EXERCISE OBJECTIVE: Repeat every record below exactly as it appears.

** START SUPPLIED DATA **

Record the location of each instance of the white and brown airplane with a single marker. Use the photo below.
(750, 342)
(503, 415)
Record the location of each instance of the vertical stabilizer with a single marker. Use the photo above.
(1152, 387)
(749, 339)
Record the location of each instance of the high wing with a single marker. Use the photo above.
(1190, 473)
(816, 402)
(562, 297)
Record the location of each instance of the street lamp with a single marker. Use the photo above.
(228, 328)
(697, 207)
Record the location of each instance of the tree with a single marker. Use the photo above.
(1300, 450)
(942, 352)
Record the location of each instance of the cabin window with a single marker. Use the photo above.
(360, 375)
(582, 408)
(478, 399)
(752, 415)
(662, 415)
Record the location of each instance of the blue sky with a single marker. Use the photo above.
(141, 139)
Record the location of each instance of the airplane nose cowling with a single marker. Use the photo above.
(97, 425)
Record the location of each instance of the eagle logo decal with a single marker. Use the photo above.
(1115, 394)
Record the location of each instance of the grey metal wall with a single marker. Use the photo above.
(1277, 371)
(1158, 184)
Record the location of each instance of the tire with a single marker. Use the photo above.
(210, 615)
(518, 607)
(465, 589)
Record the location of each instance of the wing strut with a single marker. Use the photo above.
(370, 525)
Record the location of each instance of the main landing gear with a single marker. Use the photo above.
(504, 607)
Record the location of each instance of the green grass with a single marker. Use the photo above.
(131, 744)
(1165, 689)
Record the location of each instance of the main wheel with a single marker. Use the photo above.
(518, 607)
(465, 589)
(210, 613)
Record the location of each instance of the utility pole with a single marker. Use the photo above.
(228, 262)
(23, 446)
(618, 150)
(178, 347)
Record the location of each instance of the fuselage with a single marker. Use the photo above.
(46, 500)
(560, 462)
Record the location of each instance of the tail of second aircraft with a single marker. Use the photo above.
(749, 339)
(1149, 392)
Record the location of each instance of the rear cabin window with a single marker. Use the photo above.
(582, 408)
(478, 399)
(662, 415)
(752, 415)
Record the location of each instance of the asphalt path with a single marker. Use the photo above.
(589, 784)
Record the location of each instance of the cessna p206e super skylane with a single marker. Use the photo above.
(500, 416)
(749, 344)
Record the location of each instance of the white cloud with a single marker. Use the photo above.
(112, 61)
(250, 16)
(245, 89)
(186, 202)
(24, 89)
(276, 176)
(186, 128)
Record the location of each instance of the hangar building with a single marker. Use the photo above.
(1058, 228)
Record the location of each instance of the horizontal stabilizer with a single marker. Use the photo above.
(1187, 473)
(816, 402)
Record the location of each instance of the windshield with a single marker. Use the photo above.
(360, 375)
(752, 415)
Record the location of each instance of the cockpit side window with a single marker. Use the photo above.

** END SUPPLIED DATA **

EXPECTED ANSWER:
Record the location of each instance of the white and brown airplane with a single marker. Use the photo below.
(750, 342)
(503, 415)
Record the location of each instance of the vertical stabilizer with a single marker. Use the photo above.
(1152, 387)
(749, 339)
Record the location of each instance of the high wing with a single marker. Use the photo above.
(1190, 473)
(816, 402)
(562, 297)
Record the location of each instance of the street lamp with a single marker. Use the photo above.
(228, 328)
(697, 207)
Record the location of each instance of the tree with a single marker. Use the photo above.
(1300, 450)
(942, 352)
Record the location of each instance of the cabin window with a single marker. Use the photo above.
(360, 375)
(582, 408)
(478, 399)
(752, 415)
(662, 415)
Record the location of each instance of the blue sky with a single marker. Use the photo above.
(141, 139)
Record the location of each instance of the airplane nose cowling with a single marker. Use the photo above.
(97, 425)
Record the location of each instance of the eagle logo decal with a single marker. Use the photo above.
(1115, 394)
Record the location of each instance of the grey metal wall with a single marker. Use the photo above.
(1277, 371)
(1158, 184)
Record the location of each instance of the tire with a single marker. Use the photo above.
(210, 615)
(518, 607)
(465, 589)
Record the location of each instance of the wing strut with a single marker. Use the photo above.
(370, 525)
Record the location of each instance of the main landing gear with a single marker. Use the photo above.
(504, 607)
Record the location of each instance of the green grass with a single marker. Use the photo above.
(131, 744)
(1165, 689)
Record the location of each instance of the main wheel with a single marker. Use the photo above.
(518, 607)
(465, 589)
(210, 613)
Record the location of each instance of the utility pole with a single marker. Use the photo above.
(228, 262)
(23, 446)
(618, 150)
(178, 347)
Record the location of each instance of the fuselage with a single marker. Use the photo above.
(46, 500)
(560, 462)
Record the location of each instance of the tail of second aircraft with a single marker. Use the photo above.
(749, 339)
(1149, 392)
Record the location of each instance of the rear cabin window with a single marker. Use the photo above.
(582, 408)
(478, 399)
(662, 415)
(752, 415)
Record the location of each instance of the asphalt path with a single marker. Use the photo above.
(589, 784)
Record the location of each instance of the cessna p206e super skylane with a single marker. Use the photo above.
(500, 416)
(749, 344)
Record the location of each instance of the white cloud with a single marker. Use the photo above.
(112, 61)
(250, 16)
(245, 89)
(186, 202)
(24, 89)
(276, 176)
(186, 128)
Record the location of each instance of the hangar building with a single marker. Use the photo above.
(1058, 228)
Record the location of each instance of the horizontal stabilizer with a single marker. Use the photo above.
(1187, 473)
(816, 402)
Record the location of each instance of the windshield with a single marker. Use the photo above.
(360, 375)
(752, 415)
Record the location of each instance of the cockpit side window with a single marker. Use the photo above.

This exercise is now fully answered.